[start GIVEN ENTRIES]

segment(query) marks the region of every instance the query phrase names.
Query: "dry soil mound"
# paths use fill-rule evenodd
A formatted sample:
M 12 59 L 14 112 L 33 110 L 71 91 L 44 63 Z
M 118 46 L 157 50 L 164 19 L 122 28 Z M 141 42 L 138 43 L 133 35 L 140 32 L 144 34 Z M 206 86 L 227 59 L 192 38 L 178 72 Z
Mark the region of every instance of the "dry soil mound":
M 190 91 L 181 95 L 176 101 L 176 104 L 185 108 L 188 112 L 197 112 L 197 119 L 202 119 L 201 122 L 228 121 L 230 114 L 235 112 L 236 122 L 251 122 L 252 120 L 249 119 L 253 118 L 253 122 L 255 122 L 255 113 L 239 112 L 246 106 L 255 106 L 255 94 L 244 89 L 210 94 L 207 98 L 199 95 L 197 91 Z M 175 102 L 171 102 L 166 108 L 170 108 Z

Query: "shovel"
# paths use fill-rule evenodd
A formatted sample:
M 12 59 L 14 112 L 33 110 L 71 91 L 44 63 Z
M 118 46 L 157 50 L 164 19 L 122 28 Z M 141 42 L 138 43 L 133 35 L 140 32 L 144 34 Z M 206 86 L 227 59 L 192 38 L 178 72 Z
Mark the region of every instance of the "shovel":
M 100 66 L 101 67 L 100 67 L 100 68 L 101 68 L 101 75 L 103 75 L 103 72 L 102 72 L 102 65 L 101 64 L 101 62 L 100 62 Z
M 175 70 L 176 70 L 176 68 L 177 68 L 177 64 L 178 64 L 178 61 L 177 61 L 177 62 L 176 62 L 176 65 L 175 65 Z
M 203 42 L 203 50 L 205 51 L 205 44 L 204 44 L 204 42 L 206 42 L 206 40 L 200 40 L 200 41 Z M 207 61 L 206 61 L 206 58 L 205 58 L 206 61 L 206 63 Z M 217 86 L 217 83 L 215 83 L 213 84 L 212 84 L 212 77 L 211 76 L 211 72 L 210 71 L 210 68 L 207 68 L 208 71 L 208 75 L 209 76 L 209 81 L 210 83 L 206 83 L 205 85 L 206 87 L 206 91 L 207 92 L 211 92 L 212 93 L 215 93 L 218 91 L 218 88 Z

[end GIVEN ENTRIES]
[start GIVEN ENTRIES]

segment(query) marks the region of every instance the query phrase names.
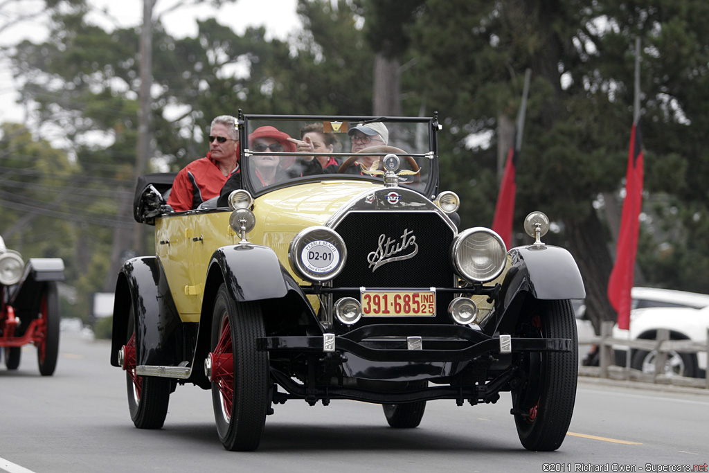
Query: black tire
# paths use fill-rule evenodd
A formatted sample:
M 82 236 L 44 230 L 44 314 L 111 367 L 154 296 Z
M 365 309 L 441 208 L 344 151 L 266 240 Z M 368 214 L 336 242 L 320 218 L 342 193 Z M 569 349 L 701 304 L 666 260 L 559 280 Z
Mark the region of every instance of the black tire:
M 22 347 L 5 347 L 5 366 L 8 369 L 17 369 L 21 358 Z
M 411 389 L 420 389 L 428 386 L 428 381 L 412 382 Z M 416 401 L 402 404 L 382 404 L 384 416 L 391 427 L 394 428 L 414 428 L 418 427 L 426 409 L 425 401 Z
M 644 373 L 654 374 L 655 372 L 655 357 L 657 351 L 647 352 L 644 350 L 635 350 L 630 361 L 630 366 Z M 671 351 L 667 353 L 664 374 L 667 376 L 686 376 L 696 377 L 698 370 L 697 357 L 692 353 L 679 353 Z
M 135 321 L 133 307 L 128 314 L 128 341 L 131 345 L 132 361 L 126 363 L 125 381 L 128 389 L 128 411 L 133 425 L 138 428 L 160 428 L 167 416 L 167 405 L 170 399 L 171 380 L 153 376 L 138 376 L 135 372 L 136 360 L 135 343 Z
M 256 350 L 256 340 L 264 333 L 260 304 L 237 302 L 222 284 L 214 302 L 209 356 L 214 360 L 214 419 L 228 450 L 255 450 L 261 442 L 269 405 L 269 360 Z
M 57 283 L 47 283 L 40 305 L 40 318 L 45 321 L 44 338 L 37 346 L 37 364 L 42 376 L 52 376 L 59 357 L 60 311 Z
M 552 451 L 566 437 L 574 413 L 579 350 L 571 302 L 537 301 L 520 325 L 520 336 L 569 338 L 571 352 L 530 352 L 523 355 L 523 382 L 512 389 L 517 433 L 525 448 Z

[end GIVEN ENTRIES]
[start GIVEN ENTRIES]

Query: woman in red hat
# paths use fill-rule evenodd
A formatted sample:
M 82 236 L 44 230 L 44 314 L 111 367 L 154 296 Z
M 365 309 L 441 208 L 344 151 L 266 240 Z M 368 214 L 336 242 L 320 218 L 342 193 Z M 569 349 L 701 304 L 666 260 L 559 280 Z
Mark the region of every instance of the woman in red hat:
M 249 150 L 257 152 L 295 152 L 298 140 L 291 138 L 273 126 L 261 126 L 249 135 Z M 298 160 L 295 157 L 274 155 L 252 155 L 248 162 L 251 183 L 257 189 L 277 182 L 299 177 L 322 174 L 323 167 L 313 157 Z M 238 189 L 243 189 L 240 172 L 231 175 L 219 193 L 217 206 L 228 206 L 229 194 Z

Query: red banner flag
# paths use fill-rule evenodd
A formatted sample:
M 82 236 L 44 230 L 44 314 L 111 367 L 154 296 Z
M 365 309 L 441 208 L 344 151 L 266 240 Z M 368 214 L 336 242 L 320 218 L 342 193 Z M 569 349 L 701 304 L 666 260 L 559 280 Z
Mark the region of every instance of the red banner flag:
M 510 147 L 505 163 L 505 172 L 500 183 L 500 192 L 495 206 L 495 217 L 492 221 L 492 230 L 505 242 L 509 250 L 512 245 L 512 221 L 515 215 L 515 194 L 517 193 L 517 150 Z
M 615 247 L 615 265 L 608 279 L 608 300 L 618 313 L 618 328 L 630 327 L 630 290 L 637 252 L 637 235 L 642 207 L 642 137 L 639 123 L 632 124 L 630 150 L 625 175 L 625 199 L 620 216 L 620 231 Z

[end GIVEN ENTRIES]

• THE TASK
Copy out the stretch of the records above, word for word, from the line containing "Query: woman in red hat" through the line containing "Mark the region of every instance of the woman", including both of those lines.

• PROBLEM SOLUTION
Query: woman in red hat
# paths use fill-rule evenodd
A formatted sample:
M 82 236 L 44 230 L 44 314 L 111 367 L 154 296 Z
M 365 309 L 441 208 L 344 151 L 266 240 Z M 368 214 L 336 242 L 320 218 L 342 193 Z M 569 349 L 701 304 L 666 260 L 559 280 Z
Mark the region of every instance of the woman in red hat:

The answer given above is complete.